▸ **PASSAGE TO READ**
# # # # #

Open Source Graphics Card Available For Advance Orders
mollyhackit writes "The Open Graphics Project, which we've been following since it first started looking for experts four years ago, has just announced that the OGD1 is available for preorder now. The design features 2 DVI, 256MB RAM, PCI-X, and a Xilinx Spartan-3 FPGA along with a nonvolatile FPGA for programming on boot. FPGAs are reprogrammable hardware which means the graphics card can be optimized for specific tasks and execute them faster than a general purpose CPU. The card could be programmed for certain codecs to speed up encoding or decoding. An open hardware design means potential for better driver support. Of course you could always use the FPGA for something else... say crypto cracking."
That's PCI-X, not PCI-E. The rest of the stats are also a retro-blast as well.
I'm not sure what kind of architectures you could really test with this thing. It has slower memory on it than is on my motherboard. I honestly believe you could write software renderers faster than this thing.
Done with slashdot, done with nerds, getting a life.
Pci and pci-x is dieing
Not the point. The processor is not designed for that. You stuff microcode and data into it from the normal CPU and turn it loose, and it does its thing WAY faster than the normal CPU can. This thing has no disk IO and would not run well at all as a general purpose CPU. It's like trying to go grocery shopping with a Formula 1 car.
How are you going to emulate video cards that are undocumented enough to not even have existing open source drivers?
I'm not sure which choice you think should be obvious, but do you really think this graphics card is aimed at the gaming market, and if so, what gave you that idea?
Sure, it might be more expensive. But the point is, people who buy this are not just buying the hardware (yet). They are supporting the R&D these guys are doing, and enabling them to move closer to the production stage. It's an investment in future technology.
Frankly, I think this is great. Once they reach the stage of being able to compete with a low-end Nvidia/ATI on features and price, I would consider buying one. The cards could be optimised to work with whatever operating system you would be running on the machine, and would be guaranteed to have no driver compatibility issues.
I hope they are successful with this and can move into other areas. An open soundcard would also be very nice to have.
"I don't necessarily agree with everything I say." - Marshall McLuhan
At least, it doesn't appear to me that it would. The product page states that the thing is sold blank. Unprogrammed. Meaning it's not gonna run *anything* till someone programs the thing. Once someone codes it up to run OpenGL/Direct3D decently, maybe it could run 3D games OK; kinda hard to tell. The hardware in it appears to be top-notch, in terms of lots of high-speed ram. Can anyone give us any idea what kind of performance that FPGA can give?
It looks like, basically, this thing is a $1400 prototype that OEM's could use as the basis for a consumer video card.

# # # # #

▸ **RECORDS PROVIDED**
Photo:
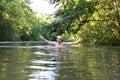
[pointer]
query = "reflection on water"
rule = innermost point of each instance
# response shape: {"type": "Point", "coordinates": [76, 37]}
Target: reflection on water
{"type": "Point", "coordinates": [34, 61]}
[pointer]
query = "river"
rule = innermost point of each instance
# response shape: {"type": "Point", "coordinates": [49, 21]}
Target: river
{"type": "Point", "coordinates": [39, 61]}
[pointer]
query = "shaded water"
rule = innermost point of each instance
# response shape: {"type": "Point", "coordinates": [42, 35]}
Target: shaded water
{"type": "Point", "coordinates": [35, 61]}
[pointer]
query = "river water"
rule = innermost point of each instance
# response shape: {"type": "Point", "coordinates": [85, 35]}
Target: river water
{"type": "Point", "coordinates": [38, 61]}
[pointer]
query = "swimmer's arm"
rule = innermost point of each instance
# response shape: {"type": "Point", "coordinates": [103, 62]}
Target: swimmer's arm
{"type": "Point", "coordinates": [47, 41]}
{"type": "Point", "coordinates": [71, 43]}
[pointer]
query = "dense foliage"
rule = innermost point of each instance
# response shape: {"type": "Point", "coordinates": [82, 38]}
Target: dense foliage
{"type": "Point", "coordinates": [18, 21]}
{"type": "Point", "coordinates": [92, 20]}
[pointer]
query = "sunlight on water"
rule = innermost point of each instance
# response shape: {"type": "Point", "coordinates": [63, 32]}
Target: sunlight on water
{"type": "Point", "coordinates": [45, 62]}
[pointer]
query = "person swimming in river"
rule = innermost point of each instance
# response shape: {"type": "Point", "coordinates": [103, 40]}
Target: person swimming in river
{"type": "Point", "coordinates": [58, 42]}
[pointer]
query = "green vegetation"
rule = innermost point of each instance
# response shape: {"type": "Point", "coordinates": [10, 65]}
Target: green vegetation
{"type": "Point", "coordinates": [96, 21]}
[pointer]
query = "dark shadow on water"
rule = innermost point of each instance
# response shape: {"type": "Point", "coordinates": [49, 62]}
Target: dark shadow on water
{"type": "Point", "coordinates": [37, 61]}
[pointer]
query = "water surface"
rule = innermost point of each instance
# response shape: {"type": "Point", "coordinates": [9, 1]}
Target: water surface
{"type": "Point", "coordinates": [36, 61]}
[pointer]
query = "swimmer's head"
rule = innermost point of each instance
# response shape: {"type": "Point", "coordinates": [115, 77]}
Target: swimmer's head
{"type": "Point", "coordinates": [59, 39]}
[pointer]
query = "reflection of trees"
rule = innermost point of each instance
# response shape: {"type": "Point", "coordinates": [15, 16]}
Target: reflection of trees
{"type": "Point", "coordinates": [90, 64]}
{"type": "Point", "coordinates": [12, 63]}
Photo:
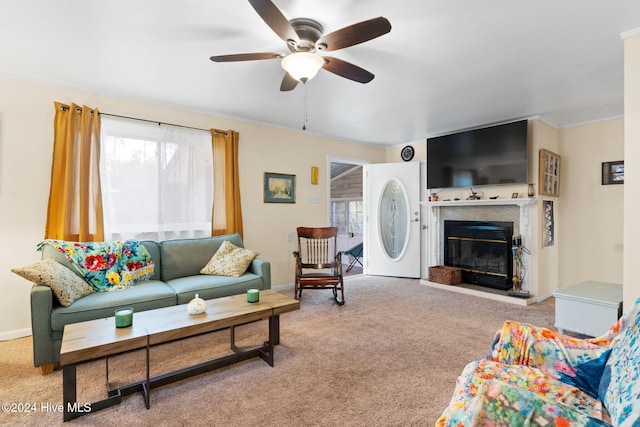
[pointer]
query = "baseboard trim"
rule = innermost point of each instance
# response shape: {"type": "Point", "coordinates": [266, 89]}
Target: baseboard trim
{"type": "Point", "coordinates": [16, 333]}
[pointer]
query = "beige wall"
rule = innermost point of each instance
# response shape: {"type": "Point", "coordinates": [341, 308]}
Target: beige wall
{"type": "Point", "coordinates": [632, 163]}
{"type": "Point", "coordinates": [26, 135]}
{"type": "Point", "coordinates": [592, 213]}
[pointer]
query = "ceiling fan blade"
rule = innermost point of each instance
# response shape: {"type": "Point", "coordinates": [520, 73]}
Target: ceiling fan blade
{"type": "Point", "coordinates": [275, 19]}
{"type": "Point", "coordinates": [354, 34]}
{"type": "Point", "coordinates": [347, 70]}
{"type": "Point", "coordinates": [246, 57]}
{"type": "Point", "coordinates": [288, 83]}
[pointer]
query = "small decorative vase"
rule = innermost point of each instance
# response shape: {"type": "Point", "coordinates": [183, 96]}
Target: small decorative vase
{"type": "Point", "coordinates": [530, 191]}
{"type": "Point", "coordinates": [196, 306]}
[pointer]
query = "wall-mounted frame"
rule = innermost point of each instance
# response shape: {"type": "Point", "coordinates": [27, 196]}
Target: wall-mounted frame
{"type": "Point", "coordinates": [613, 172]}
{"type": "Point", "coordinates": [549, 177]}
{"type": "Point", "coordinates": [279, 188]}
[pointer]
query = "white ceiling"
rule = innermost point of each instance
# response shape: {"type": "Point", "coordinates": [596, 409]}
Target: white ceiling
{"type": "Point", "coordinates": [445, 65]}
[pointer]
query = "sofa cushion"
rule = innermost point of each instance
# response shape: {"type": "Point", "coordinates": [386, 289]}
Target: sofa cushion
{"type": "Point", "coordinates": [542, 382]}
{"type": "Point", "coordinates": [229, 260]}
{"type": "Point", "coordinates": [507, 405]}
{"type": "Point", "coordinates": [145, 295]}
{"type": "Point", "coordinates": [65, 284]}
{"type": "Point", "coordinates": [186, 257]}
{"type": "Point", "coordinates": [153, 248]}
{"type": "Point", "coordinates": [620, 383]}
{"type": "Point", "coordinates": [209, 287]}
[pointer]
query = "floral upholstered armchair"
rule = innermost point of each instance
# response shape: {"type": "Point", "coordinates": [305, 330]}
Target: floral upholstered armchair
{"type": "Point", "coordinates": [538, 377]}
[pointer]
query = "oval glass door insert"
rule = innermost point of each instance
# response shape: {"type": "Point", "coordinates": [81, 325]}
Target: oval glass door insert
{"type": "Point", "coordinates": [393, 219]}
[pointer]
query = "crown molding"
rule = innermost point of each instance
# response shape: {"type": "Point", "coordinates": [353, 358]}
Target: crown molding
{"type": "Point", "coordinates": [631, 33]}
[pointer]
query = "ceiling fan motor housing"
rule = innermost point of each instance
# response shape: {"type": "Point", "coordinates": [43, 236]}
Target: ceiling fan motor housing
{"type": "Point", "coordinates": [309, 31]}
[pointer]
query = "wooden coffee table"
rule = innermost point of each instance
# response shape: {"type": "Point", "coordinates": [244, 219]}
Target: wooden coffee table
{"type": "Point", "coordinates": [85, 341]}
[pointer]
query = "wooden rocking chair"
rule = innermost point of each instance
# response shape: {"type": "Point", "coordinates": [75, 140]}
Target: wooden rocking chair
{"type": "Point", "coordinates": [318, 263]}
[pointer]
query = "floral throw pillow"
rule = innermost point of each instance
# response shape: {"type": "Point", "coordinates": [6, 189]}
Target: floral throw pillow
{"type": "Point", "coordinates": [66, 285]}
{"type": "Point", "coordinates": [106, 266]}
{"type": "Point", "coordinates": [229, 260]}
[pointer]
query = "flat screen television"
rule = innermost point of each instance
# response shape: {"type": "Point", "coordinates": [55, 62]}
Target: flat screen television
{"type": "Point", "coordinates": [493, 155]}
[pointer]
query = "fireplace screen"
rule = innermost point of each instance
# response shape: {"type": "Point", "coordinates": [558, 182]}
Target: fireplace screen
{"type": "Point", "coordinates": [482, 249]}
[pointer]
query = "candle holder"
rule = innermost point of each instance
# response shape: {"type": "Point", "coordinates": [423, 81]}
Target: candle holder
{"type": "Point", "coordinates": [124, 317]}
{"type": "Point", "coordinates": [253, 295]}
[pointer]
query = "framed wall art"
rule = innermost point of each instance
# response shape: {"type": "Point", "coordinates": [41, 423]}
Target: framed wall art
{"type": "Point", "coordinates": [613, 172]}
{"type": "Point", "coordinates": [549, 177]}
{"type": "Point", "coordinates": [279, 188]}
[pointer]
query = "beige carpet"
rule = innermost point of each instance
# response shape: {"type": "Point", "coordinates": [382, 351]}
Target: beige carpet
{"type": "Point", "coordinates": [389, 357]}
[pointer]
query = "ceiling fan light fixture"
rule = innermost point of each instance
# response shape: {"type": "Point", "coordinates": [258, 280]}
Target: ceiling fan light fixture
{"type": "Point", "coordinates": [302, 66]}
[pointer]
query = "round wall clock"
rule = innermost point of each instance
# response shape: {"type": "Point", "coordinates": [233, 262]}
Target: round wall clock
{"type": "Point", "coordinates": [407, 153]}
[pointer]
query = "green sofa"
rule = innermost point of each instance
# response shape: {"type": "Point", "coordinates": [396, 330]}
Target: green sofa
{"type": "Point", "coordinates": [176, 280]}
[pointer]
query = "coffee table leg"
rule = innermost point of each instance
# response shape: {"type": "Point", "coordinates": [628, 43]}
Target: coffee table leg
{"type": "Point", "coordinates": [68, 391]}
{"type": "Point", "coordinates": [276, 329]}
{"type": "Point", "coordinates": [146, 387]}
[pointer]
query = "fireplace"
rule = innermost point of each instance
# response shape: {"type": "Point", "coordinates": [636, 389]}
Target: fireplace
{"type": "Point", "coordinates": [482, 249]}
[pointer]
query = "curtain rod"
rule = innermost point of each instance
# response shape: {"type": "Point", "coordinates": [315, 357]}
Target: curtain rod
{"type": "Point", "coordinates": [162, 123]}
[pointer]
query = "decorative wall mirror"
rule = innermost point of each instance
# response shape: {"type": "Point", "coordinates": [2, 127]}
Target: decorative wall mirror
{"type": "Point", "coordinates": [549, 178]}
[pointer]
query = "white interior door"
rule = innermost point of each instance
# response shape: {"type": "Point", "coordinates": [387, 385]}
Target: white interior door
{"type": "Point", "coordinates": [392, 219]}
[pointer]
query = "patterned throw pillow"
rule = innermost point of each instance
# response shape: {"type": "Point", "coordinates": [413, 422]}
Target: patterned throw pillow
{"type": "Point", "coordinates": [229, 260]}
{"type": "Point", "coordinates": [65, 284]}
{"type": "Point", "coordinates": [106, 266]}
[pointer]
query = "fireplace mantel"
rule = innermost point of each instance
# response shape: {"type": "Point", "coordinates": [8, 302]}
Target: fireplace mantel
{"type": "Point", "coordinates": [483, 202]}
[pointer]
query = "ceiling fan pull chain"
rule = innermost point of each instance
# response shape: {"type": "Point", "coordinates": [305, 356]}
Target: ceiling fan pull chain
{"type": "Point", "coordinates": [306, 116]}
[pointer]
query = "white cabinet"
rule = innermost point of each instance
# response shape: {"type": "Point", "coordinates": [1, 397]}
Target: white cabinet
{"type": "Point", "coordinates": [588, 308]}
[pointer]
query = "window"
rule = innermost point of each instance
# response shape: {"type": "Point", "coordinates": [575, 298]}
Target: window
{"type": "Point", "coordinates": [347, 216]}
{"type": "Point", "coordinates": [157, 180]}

# # # # #

▸ **OBJECTIVES**
1 - Copy everything from "I'm not sure which" down to "driver compatibility issues." in the graphics card discussion, switching "investment" to "bet".
2 - State how many lines of the records contain the word "flat", and reply with the number alone.
The graphics card discussion and the records are unrelated to each other.

▸ **RESULTS OF THE TASKS**
1 -
I'm not sure which choice you think should be obvious, but do you really think this graphics card is aimed at the gaming market, and if so, what gave you that idea?
Sure, it might be more expensive. But the point is, people who buy this are not just buying the hardware (yet). They are supporting the R&D these guys are doing, and enabling them to move closer to the production stage. It's an bet in future technology.
Frankly, I think this is great. Once they reach the stage of being able to compete with a low-end Nvidia/ATI on features and price, I would consider buying one. The cards could be optimised to work with whatever operating system you would be running on the machine, and would be guaranteed to have no driver compatibility issues.

2 - 2